**Te doen**
[1] Herhaal woordelijk het stuk uit de tekst over infectiepreventie in de zwangerschap dat begint bij "Ook de risicoselectie van" en doorloopt tot en met "aanleiding toe geeft.".
[2] Leg in één tot drie zinnen uit waarom er volgens de tekst over infectiepreventie in de zwangerschap weinig aanleiding is voor verloskundigen om terughoudend te zijn bij het adviseren van een chlamydiatest.

**Tekstblok**
____
Voorlichting van verloskundigen aan zwangeren over het voorkomen van infecties is op dit moment maar voor een deel effectief. Zwangere vrouwen vermijden wel risicogedrag om toxoplasmose en listeriose te voorkomen, maar dit geldt niet voor cytomegalovirus. Ook de risicoselectie om zwangere vrouwen met een chlamydia-infectie op te sporen schiet vaak tekort. Dit blijkt uit onderzoek van Monique Pereboom in het VUmc.
Infectieziekten tijdens de zwangerschap kunnen leiden tot slechtere zwangerschapsuitkomsten of neonatale ziekte. Aanpassingen in het gedrag en de levensstijl van de zwangere kunnen deze infecties voorkomen. Het is van belang dat verloskundigen zwangere vrouwen testen (of doorverwijzen) met een verhoogd risico op een chlamydia-infectie. Pereboom deed onderzoek naar het gedrag van zwangere vrouwen om infecties met toxoplasmose, listeriose en cytomegalovirus te voorkomen. Ook keek zij naar de voorlichting die verloskundigen geven over deze infectieziekten. Verder keek zij naar hoe goed verloskundigen de screening op risicofactoren voor chlamydia uitvoeren.
Pereboom concludeert dat verloskundigen veelal onvoldoende informatie geven over methoden om deze infectieziekten te voorkomen. De preventiemethoden die de verloskundigen het minst noemen, worden het minst vaak door zwangere vrouwen opgevolgd. Denk daarbij aan adviezen om infectie met het cytomegalovirus te voorkomen (geen bestek delen met peuters die naar een kinderdagverblijf gaan). Veel adviezen worden wel opgevolgd door zwangere vrouwen, zoals die voor het voorkomen van toxoplasmose en listeriose, zonder dat de verloskundigen de ziektes bij naam noemen. Denk daarbij aan het advies geen kattenbak te verschonen (kans op toxoplasmose) en geen rauwmelkse kaas te eten (kans op listeriose).
Ook de risicoselectie van zwangere vrouwen met een verhoogd risico op een chlamydia-infectie kan effectiever. Vrouwen die een verhoogd risico hebben zijn: jonge vrouwen, jonge vrouwen van Surinaamse of Antilliaanse afkomst, partners van chlamydia-positieve personen, bezoekers van SOA-poli's, moeders van pasgeborenen met een chlamydia-conjunctivitis of -pneumonitis, en personen bij wie de seksuele anamnese daar aanleiding toe geeft.
Tot slot onderzocht Monique Pereboom ook hoe betrokkenen dachten over een screening op chlamydia. Het bleek dat de meeste verloskundigen, zwangeren en hun partners hier positief tegenover staan. Zwangeren en hun partners ervaren het testen op chlamydia in de zwangerschap niet stigmatiserend. Daarmee lijkt er weinig aanleiding voor verloskundigen om terughoudend te zijn bij het adviseren een chlamydiatest.
____
**Aangeleverde gegevens**

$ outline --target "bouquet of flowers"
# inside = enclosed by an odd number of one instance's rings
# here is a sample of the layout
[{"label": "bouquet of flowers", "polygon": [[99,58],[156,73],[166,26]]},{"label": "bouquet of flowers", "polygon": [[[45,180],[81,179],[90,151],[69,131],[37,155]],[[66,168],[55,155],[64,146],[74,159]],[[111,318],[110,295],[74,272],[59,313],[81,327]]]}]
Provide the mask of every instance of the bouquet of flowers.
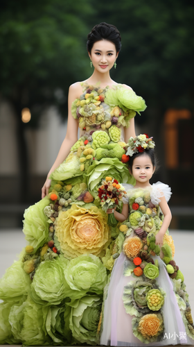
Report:
[{"label": "bouquet of flowers", "polygon": [[[107,212],[109,208],[112,208],[114,210],[115,208],[120,208],[123,196],[126,196],[127,193],[117,180],[107,176],[102,180],[101,185],[98,189],[98,194],[100,199],[102,210]],[[114,213],[108,215],[108,224],[109,226],[115,226],[117,223],[118,221],[116,221]]]}]

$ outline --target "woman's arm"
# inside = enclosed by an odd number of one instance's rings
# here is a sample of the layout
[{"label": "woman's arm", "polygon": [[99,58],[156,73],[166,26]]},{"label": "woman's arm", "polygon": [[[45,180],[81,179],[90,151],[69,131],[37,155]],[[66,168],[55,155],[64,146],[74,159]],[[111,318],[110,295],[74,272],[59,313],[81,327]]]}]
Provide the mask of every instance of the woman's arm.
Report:
[{"label": "woman's arm", "polygon": [[162,226],[159,232],[156,235],[156,244],[159,244],[159,246],[161,247],[161,246],[163,245],[163,237],[168,226],[170,226],[170,223],[172,219],[172,214],[164,196],[160,198],[160,203],[159,205],[162,211],[164,219],[162,223]]},{"label": "woman's arm", "polygon": [[116,211],[116,208],[115,208],[114,209],[109,208],[107,210],[107,214],[109,214],[110,213],[113,213],[112,210],[114,210],[114,215],[117,221],[124,221],[126,219],[127,219],[129,214],[129,205],[127,203],[123,203],[121,213],[119,213],[117,211]]},{"label": "woman's arm", "polygon": [[130,119],[130,125],[128,128],[124,128],[124,139],[126,144],[128,142],[129,139],[132,137],[135,137],[135,130],[134,130],[134,119],[132,118]]},{"label": "woman's arm", "polygon": [[56,158],[56,160],[49,171],[46,180],[42,188],[42,198],[48,194],[48,189],[51,185],[51,180],[49,177],[52,172],[64,162],[69,153],[72,146],[78,141],[78,121],[75,119],[71,115],[71,104],[76,99],[79,98],[82,94],[82,87],[79,83],[74,83],[69,87],[68,96],[68,121],[67,129],[65,138],[61,145],[60,149]]}]

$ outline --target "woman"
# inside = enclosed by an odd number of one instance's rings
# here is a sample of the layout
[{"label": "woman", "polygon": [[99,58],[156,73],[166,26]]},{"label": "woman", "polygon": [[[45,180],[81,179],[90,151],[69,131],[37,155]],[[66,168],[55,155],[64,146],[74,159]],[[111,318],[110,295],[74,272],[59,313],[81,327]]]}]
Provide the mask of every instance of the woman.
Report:
[{"label": "woman", "polygon": [[[94,72],[69,88],[66,137],[43,198],[24,213],[28,244],[1,280],[1,344],[99,343],[103,290],[124,236],[107,221],[98,189],[106,176],[135,183],[127,142],[135,135],[136,112],[146,107],[109,76],[121,47],[112,25],[101,23],[88,35]],[[113,192],[106,198],[121,208]]]}]

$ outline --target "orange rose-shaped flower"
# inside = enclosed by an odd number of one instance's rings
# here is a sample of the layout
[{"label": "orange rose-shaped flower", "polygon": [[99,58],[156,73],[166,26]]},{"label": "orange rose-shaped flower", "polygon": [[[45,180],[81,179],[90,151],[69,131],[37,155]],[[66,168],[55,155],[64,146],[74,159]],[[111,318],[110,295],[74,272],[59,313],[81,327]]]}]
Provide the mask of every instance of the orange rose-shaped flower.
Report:
[{"label": "orange rose-shaped flower", "polygon": [[168,235],[168,234],[164,234],[164,238],[163,238],[163,242],[164,244],[168,244],[170,248],[172,249],[172,253],[173,253],[173,257],[174,257],[175,253],[175,248],[174,245],[174,241],[173,239],[173,237],[171,235]]},{"label": "orange rose-shaped flower", "polygon": [[138,237],[127,237],[123,243],[123,252],[129,258],[134,258],[139,255],[143,244]]},{"label": "orange rose-shaped flower", "polygon": [[101,210],[73,204],[67,211],[60,212],[55,224],[55,244],[67,258],[91,253],[104,255],[110,237],[107,215]]},{"label": "orange rose-shaped flower", "polygon": [[163,321],[157,314],[146,314],[139,321],[138,330],[143,337],[149,339],[162,330],[162,325]]}]

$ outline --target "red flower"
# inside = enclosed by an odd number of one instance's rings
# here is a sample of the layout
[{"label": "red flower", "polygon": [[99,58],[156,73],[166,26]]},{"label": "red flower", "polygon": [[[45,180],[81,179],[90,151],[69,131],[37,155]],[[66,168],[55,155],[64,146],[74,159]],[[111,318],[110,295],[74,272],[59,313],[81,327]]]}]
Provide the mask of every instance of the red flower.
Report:
[{"label": "red flower", "polygon": [[130,160],[130,155],[126,155],[126,154],[123,154],[122,158],[121,158],[121,162],[127,162]]},{"label": "red flower", "polygon": [[138,209],[139,209],[139,203],[134,203],[132,204],[132,209],[133,209],[133,210],[134,210],[135,211],[136,211],[136,210],[138,210]]},{"label": "red flower", "polygon": [[136,149],[139,153],[144,151],[144,149],[141,147],[141,146],[138,146],[138,147],[136,147]]}]

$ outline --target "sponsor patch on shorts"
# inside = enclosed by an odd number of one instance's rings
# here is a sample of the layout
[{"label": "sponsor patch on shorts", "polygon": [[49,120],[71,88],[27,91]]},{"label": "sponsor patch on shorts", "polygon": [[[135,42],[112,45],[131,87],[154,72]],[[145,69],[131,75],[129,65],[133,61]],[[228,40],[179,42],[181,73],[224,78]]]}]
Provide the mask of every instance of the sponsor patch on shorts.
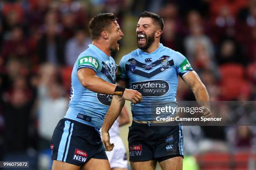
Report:
[{"label": "sponsor patch on shorts", "polygon": [[142,156],[142,145],[133,145],[129,147],[130,156]]},{"label": "sponsor patch on shorts", "polygon": [[89,122],[90,122],[92,120],[91,117],[87,116],[86,115],[83,115],[81,113],[78,113],[77,116],[77,118]]},{"label": "sponsor patch on shorts", "polygon": [[78,161],[85,162],[87,159],[87,153],[83,150],[76,149],[73,159]]}]

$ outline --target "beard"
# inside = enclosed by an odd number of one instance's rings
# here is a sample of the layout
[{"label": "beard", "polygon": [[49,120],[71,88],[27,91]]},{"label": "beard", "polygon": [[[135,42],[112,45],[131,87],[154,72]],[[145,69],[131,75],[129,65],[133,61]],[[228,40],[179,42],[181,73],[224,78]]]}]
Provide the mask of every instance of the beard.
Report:
[{"label": "beard", "polygon": [[146,42],[145,45],[139,45],[138,41],[138,38],[137,38],[137,43],[138,45],[138,47],[140,49],[145,50],[146,50],[148,48],[150,47],[151,45],[154,42],[155,40],[155,33],[152,33],[151,35],[148,35],[148,36],[146,36]]}]

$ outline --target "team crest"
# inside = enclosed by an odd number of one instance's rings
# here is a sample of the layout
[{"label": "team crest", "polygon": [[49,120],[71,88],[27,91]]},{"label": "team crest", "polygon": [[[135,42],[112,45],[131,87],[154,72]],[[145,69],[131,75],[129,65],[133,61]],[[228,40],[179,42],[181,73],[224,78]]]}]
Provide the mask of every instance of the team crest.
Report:
[{"label": "team crest", "polygon": [[109,75],[108,65],[107,65],[106,64],[104,64],[104,67],[105,68],[105,69],[104,70],[104,75],[106,76],[106,77],[108,77]]},{"label": "team crest", "polygon": [[161,71],[168,69],[170,67],[170,64],[167,60],[164,60],[161,62]]},{"label": "team crest", "polygon": [[136,69],[136,61],[133,60],[130,62],[129,70],[131,72],[133,72]]},{"label": "team crest", "polygon": [[115,74],[115,66],[114,65],[114,63],[113,63],[112,62],[110,62],[109,64],[108,64],[108,65],[109,65],[109,68],[110,68],[110,73],[111,73],[112,75],[114,75]]}]

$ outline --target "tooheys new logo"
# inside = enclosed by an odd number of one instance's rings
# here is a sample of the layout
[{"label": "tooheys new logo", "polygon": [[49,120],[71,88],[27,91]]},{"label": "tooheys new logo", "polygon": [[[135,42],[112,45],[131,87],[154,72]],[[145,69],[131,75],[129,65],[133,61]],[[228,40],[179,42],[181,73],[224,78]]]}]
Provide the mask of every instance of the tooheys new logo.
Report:
[{"label": "tooheys new logo", "polygon": [[129,147],[130,156],[142,156],[142,146],[141,145],[132,145]]},{"label": "tooheys new logo", "polygon": [[78,60],[78,66],[82,64],[89,64],[93,68],[97,69],[99,68],[99,64],[97,60],[91,56],[84,56]]},{"label": "tooheys new logo", "polygon": [[160,80],[133,82],[131,87],[143,96],[161,96],[169,90],[168,82]]},{"label": "tooheys new logo", "polygon": [[73,159],[80,162],[85,162],[87,159],[87,153],[83,150],[76,149],[74,154]]}]

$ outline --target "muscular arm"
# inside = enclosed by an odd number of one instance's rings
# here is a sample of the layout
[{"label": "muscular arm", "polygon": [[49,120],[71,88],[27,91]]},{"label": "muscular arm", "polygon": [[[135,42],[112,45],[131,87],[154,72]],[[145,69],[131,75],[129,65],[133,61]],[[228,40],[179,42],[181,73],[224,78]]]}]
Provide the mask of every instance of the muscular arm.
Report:
[{"label": "muscular arm", "polygon": [[192,90],[198,104],[205,108],[204,116],[210,117],[212,114],[210,111],[210,97],[198,75],[195,71],[192,71],[185,75],[183,79]]},{"label": "muscular arm", "polygon": [[83,86],[95,92],[114,95],[116,85],[107,82],[96,75],[89,68],[82,68],[77,72],[77,76]]},{"label": "muscular arm", "polygon": [[123,126],[130,123],[129,113],[125,106],[123,107],[121,113],[119,115],[118,120],[119,122],[119,127]]},{"label": "muscular arm", "polygon": [[[118,85],[125,86],[125,82],[120,81],[118,83]],[[114,148],[114,144],[110,143],[110,137],[108,131],[117,119],[125,104],[124,99],[118,96],[113,97],[111,104],[108,110],[101,128],[102,142],[106,151],[110,151]]]},{"label": "muscular arm", "polygon": [[125,89],[123,92],[115,91],[116,85],[110,83],[96,75],[96,72],[89,68],[82,68],[77,72],[77,77],[83,86],[95,92],[122,96],[123,98],[135,104],[140,102],[142,95],[136,90]]}]

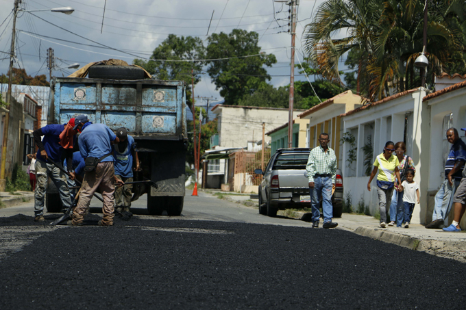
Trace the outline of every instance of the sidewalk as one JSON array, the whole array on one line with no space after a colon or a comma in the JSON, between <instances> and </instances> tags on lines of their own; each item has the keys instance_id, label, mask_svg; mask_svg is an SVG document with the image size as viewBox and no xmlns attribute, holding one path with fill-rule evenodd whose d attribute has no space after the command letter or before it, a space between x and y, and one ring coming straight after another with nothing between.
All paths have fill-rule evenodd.
<instances>
[{"instance_id":1,"label":"sidewalk","mask_svg":"<svg viewBox=\"0 0 466 310\"><path fill-rule=\"evenodd\" d=\"M209 192L212 194L221 192L225 194L223 198L230 201L258 207L258 199L251 199L249 194L234 193L234 195L229 195L225 192L210 190ZM306 214L280 210L278 215L301 220ZM308 216L305 216L307 217ZM388 226L383 229L379 226L378 220L372 216L345 213L343 214L341 218L334 218L334 222L339 223L339 229L466 263L466 231L446 233L441 229L427 229L419 224L410 224L408 229ZM321 221L321 227L323 221Z\"/></svg>"},{"instance_id":2,"label":"sidewalk","mask_svg":"<svg viewBox=\"0 0 466 310\"><path fill-rule=\"evenodd\" d=\"M19 191L14 192L14 194L11 194L7 192L0 192L0 201L3 203L3 204L0 204L0 209L27 203L34 198L34 192Z\"/></svg>"}]
</instances>

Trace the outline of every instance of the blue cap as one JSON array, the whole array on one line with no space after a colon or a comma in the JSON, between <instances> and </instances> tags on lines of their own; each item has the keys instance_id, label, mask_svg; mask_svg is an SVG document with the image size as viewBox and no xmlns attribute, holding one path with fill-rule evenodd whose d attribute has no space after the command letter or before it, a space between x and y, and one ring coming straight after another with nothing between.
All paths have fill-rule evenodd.
<instances>
[{"instance_id":1,"label":"blue cap","mask_svg":"<svg viewBox=\"0 0 466 310\"><path fill-rule=\"evenodd\" d=\"M77 128L77 126L79 124L86 124L88 121L89 120L87 118L87 115L86 114L78 115L75 118L75 127L73 127L73 130L76 130L76 128Z\"/></svg>"}]
</instances>

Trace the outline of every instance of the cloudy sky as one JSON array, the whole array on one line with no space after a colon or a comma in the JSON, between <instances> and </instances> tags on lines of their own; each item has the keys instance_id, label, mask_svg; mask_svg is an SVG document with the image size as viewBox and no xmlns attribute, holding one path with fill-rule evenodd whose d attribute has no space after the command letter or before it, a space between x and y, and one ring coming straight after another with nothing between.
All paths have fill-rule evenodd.
<instances>
[{"instance_id":1,"label":"cloudy sky","mask_svg":"<svg viewBox=\"0 0 466 310\"><path fill-rule=\"evenodd\" d=\"M302 60L303 30L323 1L299 1L296 48L297 57ZM46 59L49 47L53 49L58 67L53 75L66 77L74 70L60 68L76 62L82 66L118 58L131 63L135 57L127 53L149 58L169 34L206 40L213 12L209 34L230 33L234 28L256 31L262 51L277 57L278 62L267 69L273 76L271 82L275 86L289 83L291 36L287 32L289 7L286 3L272 0L107 0L102 27L105 0L21 2L21 7L25 10L64 6L75 9L71 15L51 12L19 14L15 66L25 68L29 75L45 74L48 77ZM0 73L6 73L8 69L9 55L5 53L9 52L11 42L14 3L14 0L0 0L0 23L3 23L0 26ZM297 64L297 59L295 62ZM295 72L297 75L297 69ZM306 77L296 76L295 79ZM207 74L201 77L195 93L196 96L221 100Z\"/></svg>"}]
</instances>

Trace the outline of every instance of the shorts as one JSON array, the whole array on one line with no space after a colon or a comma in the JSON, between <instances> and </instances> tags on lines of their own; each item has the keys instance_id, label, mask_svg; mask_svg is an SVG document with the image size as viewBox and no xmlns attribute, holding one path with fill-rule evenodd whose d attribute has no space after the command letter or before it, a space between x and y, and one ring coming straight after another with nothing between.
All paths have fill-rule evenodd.
<instances>
[{"instance_id":1,"label":"shorts","mask_svg":"<svg viewBox=\"0 0 466 310\"><path fill-rule=\"evenodd\" d=\"M460 185L456 188L456 192L453 196L453 202L466 205L466 178L463 178Z\"/></svg>"}]
</instances>

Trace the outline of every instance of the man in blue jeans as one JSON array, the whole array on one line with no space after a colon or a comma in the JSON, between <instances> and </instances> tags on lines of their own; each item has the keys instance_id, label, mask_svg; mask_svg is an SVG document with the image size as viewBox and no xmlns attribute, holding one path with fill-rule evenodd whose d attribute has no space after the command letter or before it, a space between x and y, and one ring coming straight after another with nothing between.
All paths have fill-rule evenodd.
<instances>
[{"instance_id":1,"label":"man in blue jeans","mask_svg":"<svg viewBox=\"0 0 466 310\"><path fill-rule=\"evenodd\" d=\"M448 214L453 204L453 196L461 181L461 172L466 162L466 144L460 138L455 128L447 130L447 140L452 144L445 163L445 181L435 195L435 206L428 229L439 229L448 221Z\"/></svg>"},{"instance_id":2,"label":"man in blue jeans","mask_svg":"<svg viewBox=\"0 0 466 310\"><path fill-rule=\"evenodd\" d=\"M336 175L336 156L335 152L328 147L328 133L322 133L319 137L320 146L312 148L309 153L306 170L309 179L312 227L319 227L320 220L319 200L322 197L322 211L325 229L334 228L338 223L332 222L333 206L332 192L334 188Z\"/></svg>"}]
</instances>

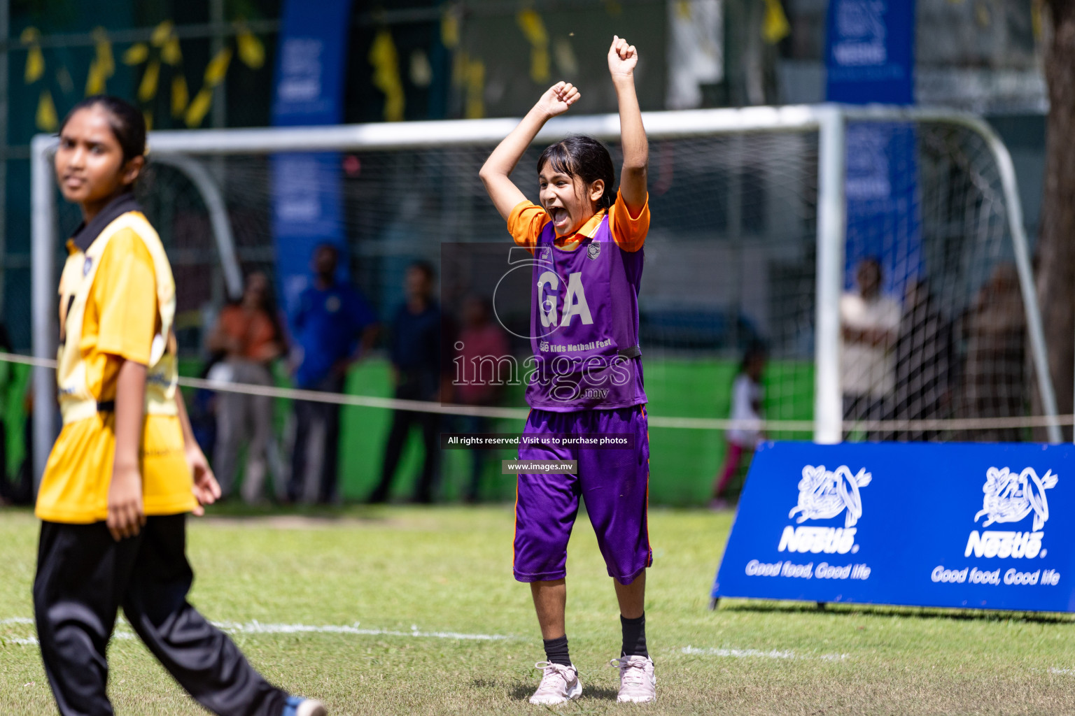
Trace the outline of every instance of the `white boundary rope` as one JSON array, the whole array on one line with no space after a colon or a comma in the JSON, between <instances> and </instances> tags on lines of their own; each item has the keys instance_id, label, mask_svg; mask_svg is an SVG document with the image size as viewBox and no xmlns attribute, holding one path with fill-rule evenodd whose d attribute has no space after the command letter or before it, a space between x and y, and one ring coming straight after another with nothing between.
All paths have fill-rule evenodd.
<instances>
[{"instance_id":1,"label":"white boundary rope","mask_svg":"<svg viewBox=\"0 0 1075 716\"><path fill-rule=\"evenodd\" d=\"M56 369L56 361L37 359L32 355L0 352L0 362L22 363L37 368ZM327 393L324 391L305 391L297 388L276 388L273 385L254 385L250 383L232 383L203 378L180 378L180 385L224 393L242 393L245 395L263 395L285 400L309 400L311 403L332 403L358 408L384 408L389 410L408 410L413 412L432 412L442 415L473 415L477 418L500 418L507 420L526 420L529 408L497 408L486 406L446 405L429 400L405 400L402 398L383 398L373 395L345 395L343 393ZM811 433L814 430L812 420L727 420L720 418L668 418L649 415L650 427L671 427L696 430L766 430L770 433ZM952 418L948 420L863 420L844 422L844 429L877 430L891 433L911 433L919 430L988 430L998 428L1031 428L1049 425L1073 425L1075 414L1070 415L1026 415L1022 418Z\"/></svg>"}]
</instances>

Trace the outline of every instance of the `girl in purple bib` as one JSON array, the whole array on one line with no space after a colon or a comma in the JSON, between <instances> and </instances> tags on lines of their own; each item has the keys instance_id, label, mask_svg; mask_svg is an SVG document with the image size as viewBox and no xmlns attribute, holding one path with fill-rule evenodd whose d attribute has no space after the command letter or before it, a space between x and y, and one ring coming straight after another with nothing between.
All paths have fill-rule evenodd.
<instances>
[{"instance_id":1,"label":"girl in purple bib","mask_svg":"<svg viewBox=\"0 0 1075 716\"><path fill-rule=\"evenodd\" d=\"M634 91L637 60L633 45L613 38L608 71L624 150L618 192L608 150L588 136L570 136L542 152L540 206L510 178L545 122L578 101L578 89L563 82L542 96L481 172L515 243L534 255L534 369L519 461L576 463L573 474L518 478L515 579L530 583L547 657L538 663L543 675L531 703L562 703L583 690L568 652L564 578L568 539L584 495L619 601L624 645L612 660L619 669L617 700L644 702L657 696L644 612L653 552L637 298L649 229L649 150Z\"/></svg>"}]
</instances>

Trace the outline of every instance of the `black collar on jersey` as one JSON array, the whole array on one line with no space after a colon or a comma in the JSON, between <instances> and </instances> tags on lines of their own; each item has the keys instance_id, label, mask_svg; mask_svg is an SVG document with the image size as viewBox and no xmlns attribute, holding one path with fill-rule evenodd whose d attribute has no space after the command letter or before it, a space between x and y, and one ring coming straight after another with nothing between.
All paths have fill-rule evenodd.
<instances>
[{"instance_id":1,"label":"black collar on jersey","mask_svg":"<svg viewBox=\"0 0 1075 716\"><path fill-rule=\"evenodd\" d=\"M78 247L80 251L85 251L89 248L89 245L94 243L94 239L100 235L104 228L110 223L115 221L120 217L120 215L127 214L128 211L141 211L142 205L138 203L134 199L133 191L125 191L119 194L111 202L104 205L97 216L89 220L89 223L83 221L78 224L78 228L74 230L71 234L71 242Z\"/></svg>"}]
</instances>

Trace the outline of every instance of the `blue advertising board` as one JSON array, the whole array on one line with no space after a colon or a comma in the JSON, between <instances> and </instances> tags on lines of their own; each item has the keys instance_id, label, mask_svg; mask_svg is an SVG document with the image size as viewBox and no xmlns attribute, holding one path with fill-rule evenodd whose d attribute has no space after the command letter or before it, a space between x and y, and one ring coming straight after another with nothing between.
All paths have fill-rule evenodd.
<instances>
[{"instance_id":1,"label":"blue advertising board","mask_svg":"<svg viewBox=\"0 0 1075 716\"><path fill-rule=\"evenodd\" d=\"M712 596L1075 612L1075 445L769 442Z\"/></svg>"},{"instance_id":2,"label":"blue advertising board","mask_svg":"<svg viewBox=\"0 0 1075 716\"><path fill-rule=\"evenodd\" d=\"M272 122L276 127L343 120L344 67L350 0L286 0L276 63ZM273 236L282 304L290 316L310 284L319 244L346 255L340 155L280 154L272 158ZM341 273L347 262L341 261Z\"/></svg>"},{"instance_id":3,"label":"blue advertising board","mask_svg":"<svg viewBox=\"0 0 1075 716\"><path fill-rule=\"evenodd\" d=\"M848 104L915 101L915 3L832 0L826 28L826 99ZM863 259L880 262L885 293L903 297L922 273L917 137L900 122L847 127L844 287Z\"/></svg>"}]
</instances>

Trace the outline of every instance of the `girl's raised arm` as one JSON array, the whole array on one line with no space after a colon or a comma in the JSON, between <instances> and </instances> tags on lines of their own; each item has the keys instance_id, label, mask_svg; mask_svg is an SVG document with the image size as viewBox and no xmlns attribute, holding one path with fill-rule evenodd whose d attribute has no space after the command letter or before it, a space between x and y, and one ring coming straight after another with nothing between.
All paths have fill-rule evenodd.
<instances>
[{"instance_id":1,"label":"girl's raised arm","mask_svg":"<svg viewBox=\"0 0 1075 716\"><path fill-rule=\"evenodd\" d=\"M639 96L634 91L634 65L639 50L622 38L613 36L608 48L608 73L619 101L619 132L624 148L624 169L619 175L619 193L631 214L646 204L646 166L649 144L642 126Z\"/></svg>"},{"instance_id":2,"label":"girl's raised arm","mask_svg":"<svg viewBox=\"0 0 1075 716\"><path fill-rule=\"evenodd\" d=\"M538 132L545 126L545 122L557 115L562 115L578 101L578 88L571 83L558 82L549 87L548 91L542 94L538 103L531 107L527 116L522 118L518 127L504 137L504 141L497 145L489 158L485 160L478 176L485 184L485 190L489 192L500 216L507 221L514 209L527 198L519 191L511 177L515 165L519 163L522 154L538 136Z\"/></svg>"}]
</instances>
____
**Antwoorden per taak**
[1]
Ook de risicoselectie van zwangere vrouwen met een verhoogd risico op een chlamydia-infectie kan effectiever. Vrouwen die een verhoogd risico hebben zijn: jonge vrouwen, jonge vrouwen van Surinaamse of Antilliaanse afkomst, partners van chlamydia-positieve personen, bezoekers van SOA-poli's, moeders van pasgeborenen met een chlamydia-conjunctivitis of -pneumonitis, en personen bij wie de seksuele anamnese daar aanleiding toe geeft.

[2] De meeste verloskundigen, zwangeren en hun partners staan positief tegenover screening op chlamydia. Daarnaast ervaren zwangeren en hun partners het testen op chlamydia in de zwangerschap niet als stigmatiserend.